Directive => Find every line in the listing that contains the word "hammock", treating uppercase and lowercase as different, and copy each of those lines in full.

Data for the task =>
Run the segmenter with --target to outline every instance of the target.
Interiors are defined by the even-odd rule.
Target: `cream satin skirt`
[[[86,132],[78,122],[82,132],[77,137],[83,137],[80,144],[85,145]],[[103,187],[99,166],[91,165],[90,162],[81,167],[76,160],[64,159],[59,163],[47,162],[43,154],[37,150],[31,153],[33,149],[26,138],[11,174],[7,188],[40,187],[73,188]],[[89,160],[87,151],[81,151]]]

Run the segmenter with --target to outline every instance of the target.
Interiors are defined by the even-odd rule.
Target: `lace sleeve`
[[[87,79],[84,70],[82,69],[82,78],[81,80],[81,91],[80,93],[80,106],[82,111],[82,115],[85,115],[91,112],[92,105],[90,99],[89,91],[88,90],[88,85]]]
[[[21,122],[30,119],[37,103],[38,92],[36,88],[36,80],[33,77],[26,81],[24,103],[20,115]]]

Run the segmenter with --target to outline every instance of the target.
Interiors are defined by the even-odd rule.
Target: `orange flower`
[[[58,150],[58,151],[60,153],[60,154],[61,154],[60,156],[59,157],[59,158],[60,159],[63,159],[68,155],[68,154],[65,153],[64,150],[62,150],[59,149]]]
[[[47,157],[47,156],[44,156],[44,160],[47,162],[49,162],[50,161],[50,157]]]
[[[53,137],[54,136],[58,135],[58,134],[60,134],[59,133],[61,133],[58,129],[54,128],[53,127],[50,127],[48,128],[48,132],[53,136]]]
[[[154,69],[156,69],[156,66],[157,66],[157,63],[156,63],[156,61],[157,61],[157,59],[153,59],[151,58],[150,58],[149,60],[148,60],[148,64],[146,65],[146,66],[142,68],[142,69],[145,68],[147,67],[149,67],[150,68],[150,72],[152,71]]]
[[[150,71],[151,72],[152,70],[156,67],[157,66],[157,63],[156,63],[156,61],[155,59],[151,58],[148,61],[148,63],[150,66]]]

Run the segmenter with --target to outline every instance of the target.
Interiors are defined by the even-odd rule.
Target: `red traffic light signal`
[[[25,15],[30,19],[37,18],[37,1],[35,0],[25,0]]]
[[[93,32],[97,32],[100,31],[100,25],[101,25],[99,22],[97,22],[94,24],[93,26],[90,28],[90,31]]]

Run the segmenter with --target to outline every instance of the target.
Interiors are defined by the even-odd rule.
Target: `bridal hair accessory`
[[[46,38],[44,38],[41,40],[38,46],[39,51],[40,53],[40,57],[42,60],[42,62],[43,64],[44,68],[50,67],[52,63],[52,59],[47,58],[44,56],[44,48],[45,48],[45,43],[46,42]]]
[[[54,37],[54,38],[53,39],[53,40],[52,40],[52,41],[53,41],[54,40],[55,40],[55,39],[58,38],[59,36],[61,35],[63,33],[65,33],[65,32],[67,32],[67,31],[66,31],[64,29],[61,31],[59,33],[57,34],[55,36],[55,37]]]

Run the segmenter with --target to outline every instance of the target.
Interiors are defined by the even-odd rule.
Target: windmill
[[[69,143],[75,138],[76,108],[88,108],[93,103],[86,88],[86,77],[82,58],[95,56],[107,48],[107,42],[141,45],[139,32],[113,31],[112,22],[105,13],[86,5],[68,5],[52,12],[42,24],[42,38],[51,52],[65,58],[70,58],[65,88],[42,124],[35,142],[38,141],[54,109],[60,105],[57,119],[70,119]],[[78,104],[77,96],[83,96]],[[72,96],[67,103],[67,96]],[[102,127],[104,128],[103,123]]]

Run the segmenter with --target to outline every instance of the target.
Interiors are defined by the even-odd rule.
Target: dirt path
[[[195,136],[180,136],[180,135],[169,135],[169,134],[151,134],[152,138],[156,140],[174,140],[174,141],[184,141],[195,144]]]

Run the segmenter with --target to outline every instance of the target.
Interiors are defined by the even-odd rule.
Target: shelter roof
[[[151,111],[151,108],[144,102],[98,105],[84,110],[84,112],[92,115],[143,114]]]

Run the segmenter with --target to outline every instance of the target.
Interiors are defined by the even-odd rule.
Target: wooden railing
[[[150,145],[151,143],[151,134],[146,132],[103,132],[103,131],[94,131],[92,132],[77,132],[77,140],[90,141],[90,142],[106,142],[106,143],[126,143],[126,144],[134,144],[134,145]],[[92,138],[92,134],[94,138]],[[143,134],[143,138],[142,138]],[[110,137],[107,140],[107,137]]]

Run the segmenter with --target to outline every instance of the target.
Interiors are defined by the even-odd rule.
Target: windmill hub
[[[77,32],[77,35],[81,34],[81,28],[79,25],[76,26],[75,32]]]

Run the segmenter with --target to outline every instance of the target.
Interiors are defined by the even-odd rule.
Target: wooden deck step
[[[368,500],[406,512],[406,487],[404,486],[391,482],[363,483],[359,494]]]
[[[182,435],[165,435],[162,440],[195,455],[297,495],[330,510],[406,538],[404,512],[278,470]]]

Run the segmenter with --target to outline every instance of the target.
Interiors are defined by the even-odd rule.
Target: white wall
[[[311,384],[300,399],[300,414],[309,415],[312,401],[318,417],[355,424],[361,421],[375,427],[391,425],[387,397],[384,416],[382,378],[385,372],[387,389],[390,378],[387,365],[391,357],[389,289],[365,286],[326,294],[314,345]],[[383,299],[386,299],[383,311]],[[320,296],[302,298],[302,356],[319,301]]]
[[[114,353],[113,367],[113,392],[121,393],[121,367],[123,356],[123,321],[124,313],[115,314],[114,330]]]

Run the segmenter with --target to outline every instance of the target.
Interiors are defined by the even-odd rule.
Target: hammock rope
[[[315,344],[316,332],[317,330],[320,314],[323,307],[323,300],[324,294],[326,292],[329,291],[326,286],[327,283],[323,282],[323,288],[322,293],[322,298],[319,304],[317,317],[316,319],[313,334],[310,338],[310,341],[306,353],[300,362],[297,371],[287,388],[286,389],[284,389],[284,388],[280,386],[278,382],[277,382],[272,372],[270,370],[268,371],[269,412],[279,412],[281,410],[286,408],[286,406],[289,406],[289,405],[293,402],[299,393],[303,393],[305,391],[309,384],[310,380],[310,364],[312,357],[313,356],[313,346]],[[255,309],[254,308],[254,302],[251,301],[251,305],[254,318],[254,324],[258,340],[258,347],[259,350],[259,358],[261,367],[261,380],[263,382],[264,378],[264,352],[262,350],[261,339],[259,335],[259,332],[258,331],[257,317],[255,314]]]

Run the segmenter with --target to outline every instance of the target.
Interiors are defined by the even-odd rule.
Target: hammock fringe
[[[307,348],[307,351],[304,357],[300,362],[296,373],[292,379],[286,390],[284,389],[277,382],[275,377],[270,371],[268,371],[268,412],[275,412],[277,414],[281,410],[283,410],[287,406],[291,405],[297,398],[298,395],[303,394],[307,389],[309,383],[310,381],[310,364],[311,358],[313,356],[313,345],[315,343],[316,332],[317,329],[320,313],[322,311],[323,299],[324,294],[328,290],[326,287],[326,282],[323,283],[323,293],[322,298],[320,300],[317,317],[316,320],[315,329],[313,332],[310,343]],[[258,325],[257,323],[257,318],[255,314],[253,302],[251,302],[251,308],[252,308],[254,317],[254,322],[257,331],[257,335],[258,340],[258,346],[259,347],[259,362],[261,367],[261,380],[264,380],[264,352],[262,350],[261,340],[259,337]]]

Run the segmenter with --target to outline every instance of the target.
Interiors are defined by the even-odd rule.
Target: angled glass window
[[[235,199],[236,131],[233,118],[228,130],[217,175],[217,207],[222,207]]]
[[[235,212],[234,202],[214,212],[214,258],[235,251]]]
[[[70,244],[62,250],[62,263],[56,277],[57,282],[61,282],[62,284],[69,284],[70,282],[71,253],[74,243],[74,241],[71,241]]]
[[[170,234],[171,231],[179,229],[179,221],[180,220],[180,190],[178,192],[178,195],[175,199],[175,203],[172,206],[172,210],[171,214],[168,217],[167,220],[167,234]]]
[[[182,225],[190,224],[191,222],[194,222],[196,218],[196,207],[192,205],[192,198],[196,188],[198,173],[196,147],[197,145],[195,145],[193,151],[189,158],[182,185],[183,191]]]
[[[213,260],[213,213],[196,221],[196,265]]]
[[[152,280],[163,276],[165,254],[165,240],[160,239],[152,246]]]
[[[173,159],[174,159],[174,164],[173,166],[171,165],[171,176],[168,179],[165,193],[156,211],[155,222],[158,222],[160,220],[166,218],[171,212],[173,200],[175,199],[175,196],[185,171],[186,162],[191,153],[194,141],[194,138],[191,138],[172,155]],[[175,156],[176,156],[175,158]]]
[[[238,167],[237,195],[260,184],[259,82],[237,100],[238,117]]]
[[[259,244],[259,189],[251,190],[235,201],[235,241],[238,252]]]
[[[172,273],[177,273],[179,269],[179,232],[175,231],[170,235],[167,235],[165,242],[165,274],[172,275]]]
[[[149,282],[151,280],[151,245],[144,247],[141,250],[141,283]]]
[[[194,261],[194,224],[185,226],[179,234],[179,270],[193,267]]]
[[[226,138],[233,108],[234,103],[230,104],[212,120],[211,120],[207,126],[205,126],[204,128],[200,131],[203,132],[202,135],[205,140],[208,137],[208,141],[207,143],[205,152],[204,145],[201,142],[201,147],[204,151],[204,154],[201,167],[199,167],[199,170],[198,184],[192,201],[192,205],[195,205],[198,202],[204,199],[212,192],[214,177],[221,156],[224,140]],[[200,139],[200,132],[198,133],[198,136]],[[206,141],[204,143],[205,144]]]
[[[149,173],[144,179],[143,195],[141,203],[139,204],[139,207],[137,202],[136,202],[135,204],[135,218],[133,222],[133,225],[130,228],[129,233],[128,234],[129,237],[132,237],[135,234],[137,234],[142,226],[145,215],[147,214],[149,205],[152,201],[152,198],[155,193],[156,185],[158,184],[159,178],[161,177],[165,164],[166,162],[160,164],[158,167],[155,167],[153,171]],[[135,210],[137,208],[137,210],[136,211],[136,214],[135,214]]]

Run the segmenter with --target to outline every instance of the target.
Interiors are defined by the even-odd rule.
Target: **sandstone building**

Response to the exercise =>
Target: hammock rope
Target: hammock fringe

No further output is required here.